**WHAT IS EXPECTED**
Only the lines from the one containing "The function indicates a point for each instance of the throw" through the end of the listing below are to be reproduced, exactly as they stand.

── ENTRIES PROVIDED ──

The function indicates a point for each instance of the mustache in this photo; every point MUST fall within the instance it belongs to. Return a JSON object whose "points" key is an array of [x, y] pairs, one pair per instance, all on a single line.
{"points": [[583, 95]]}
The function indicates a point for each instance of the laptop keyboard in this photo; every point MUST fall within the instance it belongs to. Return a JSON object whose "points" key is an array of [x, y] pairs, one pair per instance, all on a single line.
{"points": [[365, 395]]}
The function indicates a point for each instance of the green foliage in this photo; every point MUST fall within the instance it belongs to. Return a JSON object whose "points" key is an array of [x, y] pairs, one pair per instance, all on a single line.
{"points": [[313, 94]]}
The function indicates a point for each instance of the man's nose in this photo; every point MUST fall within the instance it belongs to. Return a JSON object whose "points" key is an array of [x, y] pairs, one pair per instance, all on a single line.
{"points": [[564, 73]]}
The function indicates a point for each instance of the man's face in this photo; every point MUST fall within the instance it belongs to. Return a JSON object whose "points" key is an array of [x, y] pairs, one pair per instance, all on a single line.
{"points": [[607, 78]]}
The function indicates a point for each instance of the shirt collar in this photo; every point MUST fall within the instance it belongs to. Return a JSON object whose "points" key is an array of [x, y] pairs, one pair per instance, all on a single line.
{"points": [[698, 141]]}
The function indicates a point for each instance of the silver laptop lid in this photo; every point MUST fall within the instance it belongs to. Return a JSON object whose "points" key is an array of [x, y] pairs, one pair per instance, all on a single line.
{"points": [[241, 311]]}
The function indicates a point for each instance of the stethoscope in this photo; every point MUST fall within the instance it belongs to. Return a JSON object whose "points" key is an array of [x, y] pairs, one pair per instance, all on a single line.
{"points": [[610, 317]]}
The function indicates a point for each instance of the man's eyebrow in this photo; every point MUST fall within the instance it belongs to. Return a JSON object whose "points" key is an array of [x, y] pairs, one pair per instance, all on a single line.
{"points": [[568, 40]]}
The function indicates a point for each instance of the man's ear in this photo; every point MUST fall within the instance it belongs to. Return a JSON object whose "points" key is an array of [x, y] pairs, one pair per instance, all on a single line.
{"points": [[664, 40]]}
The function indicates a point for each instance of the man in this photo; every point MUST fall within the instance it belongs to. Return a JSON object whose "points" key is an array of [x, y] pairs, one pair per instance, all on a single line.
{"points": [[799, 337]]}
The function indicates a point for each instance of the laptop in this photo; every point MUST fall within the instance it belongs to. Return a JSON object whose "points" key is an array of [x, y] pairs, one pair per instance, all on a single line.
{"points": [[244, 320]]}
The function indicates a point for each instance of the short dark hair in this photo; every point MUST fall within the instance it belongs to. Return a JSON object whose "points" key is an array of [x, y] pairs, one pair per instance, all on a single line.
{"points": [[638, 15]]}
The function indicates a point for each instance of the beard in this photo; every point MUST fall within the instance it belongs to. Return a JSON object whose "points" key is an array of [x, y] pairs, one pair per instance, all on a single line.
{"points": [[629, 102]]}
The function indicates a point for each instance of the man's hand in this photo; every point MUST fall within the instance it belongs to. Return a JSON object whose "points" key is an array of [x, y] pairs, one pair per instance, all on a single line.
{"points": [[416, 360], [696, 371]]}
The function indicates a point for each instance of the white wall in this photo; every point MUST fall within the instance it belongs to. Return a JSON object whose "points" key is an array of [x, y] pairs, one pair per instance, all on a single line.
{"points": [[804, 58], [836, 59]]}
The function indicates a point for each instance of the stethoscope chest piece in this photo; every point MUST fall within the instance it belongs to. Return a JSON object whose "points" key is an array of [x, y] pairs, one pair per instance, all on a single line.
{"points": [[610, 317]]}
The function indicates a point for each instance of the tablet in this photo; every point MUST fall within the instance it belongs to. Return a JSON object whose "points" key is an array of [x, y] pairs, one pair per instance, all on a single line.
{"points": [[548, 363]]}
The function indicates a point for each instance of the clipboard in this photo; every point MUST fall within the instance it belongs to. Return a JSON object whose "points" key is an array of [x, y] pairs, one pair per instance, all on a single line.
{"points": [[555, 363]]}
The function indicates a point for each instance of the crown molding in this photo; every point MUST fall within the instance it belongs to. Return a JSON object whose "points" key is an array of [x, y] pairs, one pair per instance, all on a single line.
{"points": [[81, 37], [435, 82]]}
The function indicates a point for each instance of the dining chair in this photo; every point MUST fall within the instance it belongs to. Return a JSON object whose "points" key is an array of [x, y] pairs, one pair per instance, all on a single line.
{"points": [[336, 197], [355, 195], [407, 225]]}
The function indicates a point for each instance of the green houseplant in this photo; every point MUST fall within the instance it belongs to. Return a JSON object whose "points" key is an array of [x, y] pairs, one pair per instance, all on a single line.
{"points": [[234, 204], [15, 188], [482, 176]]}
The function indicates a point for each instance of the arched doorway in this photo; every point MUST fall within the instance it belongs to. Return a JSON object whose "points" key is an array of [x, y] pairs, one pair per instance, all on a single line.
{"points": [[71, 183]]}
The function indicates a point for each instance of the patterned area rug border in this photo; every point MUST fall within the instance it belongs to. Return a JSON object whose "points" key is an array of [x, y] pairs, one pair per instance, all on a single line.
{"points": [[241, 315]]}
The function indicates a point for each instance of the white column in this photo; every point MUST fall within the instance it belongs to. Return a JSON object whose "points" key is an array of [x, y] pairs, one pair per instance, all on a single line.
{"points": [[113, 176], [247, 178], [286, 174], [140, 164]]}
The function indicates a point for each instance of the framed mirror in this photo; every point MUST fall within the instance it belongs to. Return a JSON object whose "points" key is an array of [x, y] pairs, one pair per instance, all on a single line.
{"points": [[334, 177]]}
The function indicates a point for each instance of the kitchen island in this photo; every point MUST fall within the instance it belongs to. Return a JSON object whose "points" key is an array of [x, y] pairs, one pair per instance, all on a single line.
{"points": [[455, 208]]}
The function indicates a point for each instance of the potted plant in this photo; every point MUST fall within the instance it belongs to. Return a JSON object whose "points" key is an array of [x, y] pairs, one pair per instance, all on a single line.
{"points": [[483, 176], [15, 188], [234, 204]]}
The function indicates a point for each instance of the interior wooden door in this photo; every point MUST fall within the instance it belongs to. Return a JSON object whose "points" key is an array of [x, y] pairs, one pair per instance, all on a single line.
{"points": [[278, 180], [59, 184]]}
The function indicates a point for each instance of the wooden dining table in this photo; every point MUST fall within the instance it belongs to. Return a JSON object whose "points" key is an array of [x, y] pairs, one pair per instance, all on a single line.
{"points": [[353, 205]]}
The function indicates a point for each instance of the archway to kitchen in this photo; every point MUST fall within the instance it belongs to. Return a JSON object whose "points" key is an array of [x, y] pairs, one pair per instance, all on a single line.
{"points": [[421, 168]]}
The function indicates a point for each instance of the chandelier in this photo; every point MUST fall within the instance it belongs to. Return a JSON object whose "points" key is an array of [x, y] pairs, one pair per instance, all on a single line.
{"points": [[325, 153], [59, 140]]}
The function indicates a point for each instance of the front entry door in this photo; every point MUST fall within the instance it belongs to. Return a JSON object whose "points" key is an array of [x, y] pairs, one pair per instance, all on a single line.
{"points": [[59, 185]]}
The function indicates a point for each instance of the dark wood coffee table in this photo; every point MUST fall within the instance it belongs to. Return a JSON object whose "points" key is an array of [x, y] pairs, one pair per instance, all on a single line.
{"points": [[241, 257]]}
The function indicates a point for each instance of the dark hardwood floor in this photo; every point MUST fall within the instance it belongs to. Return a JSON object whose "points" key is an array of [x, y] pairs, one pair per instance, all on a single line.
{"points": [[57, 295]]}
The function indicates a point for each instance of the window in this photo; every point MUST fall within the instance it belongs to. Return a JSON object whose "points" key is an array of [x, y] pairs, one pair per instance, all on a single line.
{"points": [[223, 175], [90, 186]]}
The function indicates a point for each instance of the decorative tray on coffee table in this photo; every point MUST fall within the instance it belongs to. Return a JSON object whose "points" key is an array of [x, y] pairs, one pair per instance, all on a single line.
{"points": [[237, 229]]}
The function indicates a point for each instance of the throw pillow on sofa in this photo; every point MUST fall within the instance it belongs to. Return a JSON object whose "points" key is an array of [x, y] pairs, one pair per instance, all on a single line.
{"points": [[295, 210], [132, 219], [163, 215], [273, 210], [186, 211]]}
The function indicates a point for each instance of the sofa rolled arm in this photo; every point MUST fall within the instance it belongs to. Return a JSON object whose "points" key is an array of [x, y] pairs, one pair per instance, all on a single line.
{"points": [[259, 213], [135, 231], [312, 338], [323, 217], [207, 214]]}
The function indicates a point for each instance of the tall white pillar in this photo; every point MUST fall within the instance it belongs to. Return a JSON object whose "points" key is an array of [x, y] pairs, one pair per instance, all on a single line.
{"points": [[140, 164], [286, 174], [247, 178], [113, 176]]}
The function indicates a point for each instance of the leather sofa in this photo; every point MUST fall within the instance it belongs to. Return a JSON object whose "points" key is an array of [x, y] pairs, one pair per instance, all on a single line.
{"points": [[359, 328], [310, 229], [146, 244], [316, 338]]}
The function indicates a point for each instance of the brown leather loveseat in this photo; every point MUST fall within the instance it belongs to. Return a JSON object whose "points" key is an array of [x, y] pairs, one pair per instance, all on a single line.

───

**RESPONSE TO THE TASK**
The function indicates a point for each instance of the throw pillow on sofa in this photo; every point MUST fall within the instance it belongs to. Return a JSON object whose "points" key is an array of [x, y] pairs, one pair per instance, all on a single line.
{"points": [[295, 210], [132, 219], [163, 215], [273, 210], [186, 211]]}
The function indicates a point for each instance of the sofa rolled arm in this photo; every point MUST fall within the instance it belongs to. Return a JSON object whose "points" key is an array of [x, y] pairs, one pair per instance, all on a single line.
{"points": [[259, 213], [135, 231], [312, 338], [323, 217], [207, 214]]}
The function indicates a point for each instance of the tall white pillar in this photo; every point MUST fall within the instance it belongs to. Return a JSON object whose "points" key is an array of [x, y] pairs, one pair per instance, all on a single line.
{"points": [[140, 164], [286, 174], [247, 178], [113, 176]]}
The function indicates a point for each instance of the leather sofa in this photo; every point MUST fall within the instance it belongs to. Return a JSON object whose "points" key is an array of [x, y] pairs, one pair per instance, all on a single line.
{"points": [[359, 328], [310, 229], [146, 244], [316, 338]]}
The function indicates a point for each instance of the brown leather loveseat in this photo; every point MUST fall within the instance it belongs to. Return a JSON object whose "points" key is an array of [x, y] pairs, one pair per instance, all on a single line.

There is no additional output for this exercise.